Visitors to Troy Elementary School and Mount Caesar Elementary School in Swanzey might notice more color — and movement — in the hallways this year.
The schools recently unveiled new “sensory pathways,” colorful winding walkways designed to engage students’ brains and bodies at the same time. Situated in Troy’s multi-purpose room and in a long hallway at Mount Caesar, the pathways feature different stations like hopscotch, wall push-ups, an “infinity walk” and even yoga poses.
Each station has its own colors, shapes, and numbers and asks students to use different movements such as hopping, swirling and jumping. Monadnock Regional School District staff spent about a year researching before installing them this summer, according to Anne Kline, an occupational therapist in the district.
“What we really wanted to do was to create something that anyone can use for any learning tool,” Kline said. “... And it’s just a way to positively get out their energy and learn at the same time.”
The pathways could be used to build any number of skills, said Mount Caesar Principal Melissa Suarez, from number and letter identification to motor planning and social skills. Teachers can use them as a tool for reinforcing classroom concepts or encouraging movement during indoor recess time, but they’re also a resource for students who have trouble sitting still during class.
“It’s kind of our culture here to allow students to use our building, use our space to help them regulate,” Suarez said. “And so, by putting it in a spot that’s accessible to everybody that has a beginning and an end point, it really, I think, helps our kiddos [when] maybe they’re sitting too long, and they just need to go move.”
Kline said she has already seen some of the students she works with respond to the pathway, including a student who is nonverbal who has taken well to using the wall push-up station.
“It helps increase their independence, their self-worth, their feelings. They can be creative,” Kline said.
She noted that staff plan to install more pathways in some of Monadnock’s other schools, potentially over the December break. As each of the pathways is customized to each school, it takes time to design and install, along with writing a manual for teachers. Mount Caesar’s pathway took about 48 hours in all to finish this summer, she said.
In Troy, the project took about 24 hours from start to finish, she said. The pathway there has “taken off,” according to Principal Kevin Stone.
“Kids go at lunchtime when they’re finished eating their lunch. They go and they work their way through it,” Stone said. “It’s really been great.”
ConVal looking for craft vendors
ConVal Regional High School is now accepting vendors for its annual Holiday Craft Fair, which is scheduled for Nov. 16 from 10 a.m. to 3 p.m. at the school. Presented by and benefiting the class of 2020, the fair will feature holiday gifts and food offerings.
The event is free to attend, but vendors will be asked to pay a small fee to participate. Anyone interested in becoming a vendor is asked to contact Jim Wickham at 924-3869, extension 4301, or firstname.lastname@example.org.

What you need to do:
a – Using the school news extract, answer each question:
(i) Who is the district occupational therapist quoted about the sensory pathways?
(ii) About how many hours did it take to finish Mount Caesar's pathway?
(iii) On what date and during what hours is ConVal's Holiday Craft Fair scheduled?
b – Extend the school news extract with a few sentences that pick up right after its final sentence.
None of the data is needed for working with the school news extract.

Data entries:
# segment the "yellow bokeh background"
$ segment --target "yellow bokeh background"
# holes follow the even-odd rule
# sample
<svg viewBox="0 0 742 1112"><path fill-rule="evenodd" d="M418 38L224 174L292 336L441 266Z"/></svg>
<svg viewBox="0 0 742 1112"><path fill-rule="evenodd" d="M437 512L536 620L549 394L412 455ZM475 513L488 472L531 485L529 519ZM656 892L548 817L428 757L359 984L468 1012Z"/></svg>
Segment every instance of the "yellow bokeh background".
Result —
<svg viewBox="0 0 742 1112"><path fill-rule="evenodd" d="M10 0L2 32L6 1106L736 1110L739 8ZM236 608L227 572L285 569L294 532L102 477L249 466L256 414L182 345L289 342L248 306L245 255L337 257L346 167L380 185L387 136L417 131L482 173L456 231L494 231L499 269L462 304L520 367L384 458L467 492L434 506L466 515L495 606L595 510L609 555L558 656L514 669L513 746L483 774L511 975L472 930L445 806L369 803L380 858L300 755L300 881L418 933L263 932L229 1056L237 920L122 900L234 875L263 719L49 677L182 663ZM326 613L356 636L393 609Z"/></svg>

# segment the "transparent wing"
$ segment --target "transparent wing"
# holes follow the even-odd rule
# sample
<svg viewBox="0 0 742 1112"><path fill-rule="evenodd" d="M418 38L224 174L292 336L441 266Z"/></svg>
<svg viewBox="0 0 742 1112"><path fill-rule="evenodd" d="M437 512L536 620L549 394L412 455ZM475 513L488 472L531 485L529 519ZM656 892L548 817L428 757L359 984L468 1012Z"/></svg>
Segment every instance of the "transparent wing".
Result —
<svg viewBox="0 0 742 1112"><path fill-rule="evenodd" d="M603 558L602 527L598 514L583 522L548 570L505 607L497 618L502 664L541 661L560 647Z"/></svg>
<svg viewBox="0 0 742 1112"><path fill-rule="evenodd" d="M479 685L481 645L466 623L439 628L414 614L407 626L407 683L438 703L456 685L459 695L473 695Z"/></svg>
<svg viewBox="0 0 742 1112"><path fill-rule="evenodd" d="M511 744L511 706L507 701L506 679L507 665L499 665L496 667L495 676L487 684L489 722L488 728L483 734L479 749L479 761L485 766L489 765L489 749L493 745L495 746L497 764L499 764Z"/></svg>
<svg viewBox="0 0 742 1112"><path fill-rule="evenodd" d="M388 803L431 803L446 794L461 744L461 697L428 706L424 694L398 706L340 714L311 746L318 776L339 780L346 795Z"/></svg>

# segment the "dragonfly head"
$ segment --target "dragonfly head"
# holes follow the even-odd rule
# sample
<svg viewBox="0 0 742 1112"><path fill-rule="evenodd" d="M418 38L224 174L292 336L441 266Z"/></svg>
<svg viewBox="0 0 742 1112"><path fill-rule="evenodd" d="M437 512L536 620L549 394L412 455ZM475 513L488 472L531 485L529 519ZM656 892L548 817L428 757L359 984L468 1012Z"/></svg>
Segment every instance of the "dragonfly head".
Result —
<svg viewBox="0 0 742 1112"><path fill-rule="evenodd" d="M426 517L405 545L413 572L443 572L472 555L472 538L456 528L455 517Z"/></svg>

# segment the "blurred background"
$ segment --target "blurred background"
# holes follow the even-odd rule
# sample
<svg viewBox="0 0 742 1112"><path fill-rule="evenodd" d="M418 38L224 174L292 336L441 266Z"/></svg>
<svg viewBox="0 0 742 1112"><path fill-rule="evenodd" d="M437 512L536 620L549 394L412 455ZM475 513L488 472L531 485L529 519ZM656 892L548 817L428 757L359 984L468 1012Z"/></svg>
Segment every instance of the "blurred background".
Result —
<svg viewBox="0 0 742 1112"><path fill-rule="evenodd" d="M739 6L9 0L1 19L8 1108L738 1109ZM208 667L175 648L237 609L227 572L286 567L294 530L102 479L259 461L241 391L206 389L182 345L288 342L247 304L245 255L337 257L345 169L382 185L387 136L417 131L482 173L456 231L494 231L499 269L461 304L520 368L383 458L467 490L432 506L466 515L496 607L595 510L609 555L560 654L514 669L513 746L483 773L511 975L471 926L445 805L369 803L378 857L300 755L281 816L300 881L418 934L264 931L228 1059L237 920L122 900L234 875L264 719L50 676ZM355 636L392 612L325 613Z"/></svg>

Answers for the exercise:
a –
(i) Anne Kline
(ii) About 48 hours
(iii) Nov. 16, from 10 a.m. to 3 p.m.

b –
Schools receive literacy grants
Troy Elementary School has been named the recipient of an At-Risk Children grant from the Children’s Literacy Foundation for fall 2019. The grant was awarded to 10 organizations in New Hampshire and Vermont that serve children who are considered “at-risk,” of low income or who come from rural areas.
The funds could go toward a storytelling event, a family discussion about reading and literacy, and a new onsite library of children’s books for the school.
Two other local elementary schools, Franklin Elementary School in Keene and Hinsdale Elementary School, kicked off a year of reading recently as recipients of the Year of the Book literacy grant from the foundation. The $25,000 grants were awarded to 10 schools in Vermont and New Hampshire for programs during the 2019-20 school year.
The grants will fund a range of initiatives, such as visits from authors from New Hampshire and Vermont, family literacy events, new books for the classroom and 10 books for each child that they pick out. The goal is to promote a “culture of literacy” and provide high-quality reading materials for all children, especially children living in rural or low-income areas.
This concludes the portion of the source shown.